EXERCISE GOAL - Repeat the data exactly, so that every line matches the original.

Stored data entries
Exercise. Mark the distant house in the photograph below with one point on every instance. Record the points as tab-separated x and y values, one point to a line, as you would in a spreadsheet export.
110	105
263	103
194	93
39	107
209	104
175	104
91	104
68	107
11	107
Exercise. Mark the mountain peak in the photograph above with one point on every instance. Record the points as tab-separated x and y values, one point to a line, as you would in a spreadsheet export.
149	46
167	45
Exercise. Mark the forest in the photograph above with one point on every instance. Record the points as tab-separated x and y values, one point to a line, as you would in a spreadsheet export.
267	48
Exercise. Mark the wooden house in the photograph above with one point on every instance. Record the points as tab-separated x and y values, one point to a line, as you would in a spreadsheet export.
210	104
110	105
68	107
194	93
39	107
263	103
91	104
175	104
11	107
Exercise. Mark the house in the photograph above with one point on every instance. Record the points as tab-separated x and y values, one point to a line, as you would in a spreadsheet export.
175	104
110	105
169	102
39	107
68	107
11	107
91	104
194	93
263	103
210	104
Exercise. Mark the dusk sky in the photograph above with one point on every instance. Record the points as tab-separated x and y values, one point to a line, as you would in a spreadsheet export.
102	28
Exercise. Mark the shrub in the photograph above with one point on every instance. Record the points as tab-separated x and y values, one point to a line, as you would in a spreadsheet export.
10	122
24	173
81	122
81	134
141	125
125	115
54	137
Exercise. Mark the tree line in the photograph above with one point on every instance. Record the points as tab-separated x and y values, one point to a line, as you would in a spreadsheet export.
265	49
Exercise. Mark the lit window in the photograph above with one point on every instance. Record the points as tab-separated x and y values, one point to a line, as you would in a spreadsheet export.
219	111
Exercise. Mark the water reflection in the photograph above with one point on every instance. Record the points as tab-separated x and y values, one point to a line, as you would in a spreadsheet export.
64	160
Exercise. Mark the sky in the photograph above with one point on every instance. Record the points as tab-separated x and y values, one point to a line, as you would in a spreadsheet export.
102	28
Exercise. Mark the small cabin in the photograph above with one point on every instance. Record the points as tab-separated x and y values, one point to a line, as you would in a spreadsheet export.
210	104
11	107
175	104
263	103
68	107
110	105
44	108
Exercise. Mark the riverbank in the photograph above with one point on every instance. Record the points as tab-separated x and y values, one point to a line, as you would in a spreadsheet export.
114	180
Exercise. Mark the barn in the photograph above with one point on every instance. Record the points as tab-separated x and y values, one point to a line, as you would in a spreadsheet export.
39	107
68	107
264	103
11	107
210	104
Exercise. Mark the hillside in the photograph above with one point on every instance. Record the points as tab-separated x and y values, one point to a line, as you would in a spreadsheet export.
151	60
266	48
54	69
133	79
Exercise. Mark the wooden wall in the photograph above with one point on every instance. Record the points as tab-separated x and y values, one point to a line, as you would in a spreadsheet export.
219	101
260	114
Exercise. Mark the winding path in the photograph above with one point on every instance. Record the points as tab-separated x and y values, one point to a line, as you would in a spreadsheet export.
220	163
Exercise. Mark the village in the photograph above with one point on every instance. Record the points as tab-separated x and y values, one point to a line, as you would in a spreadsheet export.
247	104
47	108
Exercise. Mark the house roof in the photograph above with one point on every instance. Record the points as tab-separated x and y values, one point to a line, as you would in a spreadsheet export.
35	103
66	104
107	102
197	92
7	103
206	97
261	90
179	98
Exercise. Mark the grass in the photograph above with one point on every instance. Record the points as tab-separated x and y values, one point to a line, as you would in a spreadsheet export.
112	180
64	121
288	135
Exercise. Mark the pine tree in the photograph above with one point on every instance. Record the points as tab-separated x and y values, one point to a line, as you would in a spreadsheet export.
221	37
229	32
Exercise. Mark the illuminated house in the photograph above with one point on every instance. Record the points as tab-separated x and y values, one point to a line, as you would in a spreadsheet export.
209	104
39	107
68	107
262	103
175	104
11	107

EXPECTED OUTPUT -
Exercise. Mark the distant house in the photograph below with one point on every instance. Record the points as tab-separated x and y values, one point to a line, as you would in a spreadsheet export.
110	105
263	103
194	93
39	107
209	104
175	104
91	104
68	107
11	107
Exercise. Mark the mountain peak in the photograph above with one point on every instance. Record the points as tab-separated x and y values, one point to a line, as you would in a spreadsheet export.
149	46
167	45
Exercise. Mark the forest in the photograph above with one point on every instance. Record the points as tab-separated x and y values, one point to a line, as you would in a spreadsheet export.
267	48
Exercise. Mark the wooden house in the photograph above with one point on every instance. Record the points as tab-separated x and y values, one point to a line, as you would in a spreadsheet export.
210	104
110	105
68	107
194	93
39	107
263	103
91	104
175	104
11	107
Exercise. Mark the house in the photograph above with one point on every instance. Record the points as tab-separated x and y values, one point to a line, as you would in a spreadsheet export.
175	104
110	105
169	102
39	107
68	107
11	107
91	104
194	93
263	103
210	104
Exercise. Mark the dusk sky in the photograph above with one point on every instance. Record the points as tab-separated x and y values, one point to a line, as you would in a spreadsheet export.
102	28
Exercise. Mark the shrub in the photograph above with one point on every instance. Record the points as tab-separated x and y values, one point to a line, as you would in a spreadsheet export.
10	122
24	173
81	122
81	134
141	125
125	115
54	137
Exercise. Mark the tree line in the photograph above with one point on every instance. Record the points as tab-separated x and y values, one point to a line, as you would in a spreadsheet export.
265	49
Exercise. Mark the lit window in the photograph above with one point on every instance. Record the points as tab-separated x and y values, one point to a line, as you would in a spreadsheet export.
219	111
Exercise. Mark the water reflection in the photograph above with one point on every instance. Record the points as tab-separated x and y values, one point to a line, as you would in a spreadsheet export.
64	160
Exercise. Mark the sky in the photograph above with one point on every instance. Record the points as tab-separated x and y values, one point to a line, as you would in a spreadsheet export.
102	28
Exercise. Mark the small cabin in the photograph above with one point on every instance. Record the points as tab-separated x and y values, one point to a line, as you would in a spreadsheet export.
210	104
11	107
175	104
263	103
68	107
110	105
44	108
Exercise. Mark the riverbank in the photograph above with one point on every instance. Record the points as tab-separated x and y values, one point to a line, as you would in a spreadsheet export.
114	180
Exercise. Mark the barn in the photograph above with one point on every instance. Record the points as tab-separated x and y values, one point to a line, as you would in a spreadsheet export.
39	107
68	107
264	103
11	107
210	104
Exercise. Mark the hillside in the photograph above with one point on every instance. Record the points as tab-separated x and y values, one point to a line, as you would in a spreadsheet export.
151	60
266	48
54	69
133	79
Exercise. Mark the wooden wall in the photograph above with one point on every instance. Record the points as tab-separated x and y values, one point to a line, as you would in a spreadsheet export.
219	101
260	114
Exercise. Mark the winding path in the photograph above with one point on every instance. Record the points as tab-separated x and y values, one point to a line, as you would in a spreadsheet export.
220	163
Exercise. Mark the village in the photograph above with one point on every instance. Record the points as tab-separated x and y values, one point to a line, as you would in a spreadsheet export.
247	104
47	108
Exercise. Mark the house roof in the photograph above with one point on every instance. Record the points as tab-separated x and y values, one point to a line, as you would in a spreadsheet export.
35	103
66	104
107	102
197	92
7	103
206	97
261	90
179	98
Exercise. Mark the grass in the photograph above with one point on every instance. Record the points as tab-separated x and y values, one point to a line, as you would in a spreadsheet export.
112	180
64	121
288	135
Exercise. Mark the pine tree in the photograph above with one point on every instance. Record the points as tab-separated x and y values, one point to a line, as you would in a spreadsheet export.
221	37
229	32
Exercise. Mark the illuminated house in the photograph above with one point on every instance. Record the points as tab-separated x and y values, one point to a line, as you would in a spreadsheet export.
209	104
39	107
68	107
262	103
175	104
11	107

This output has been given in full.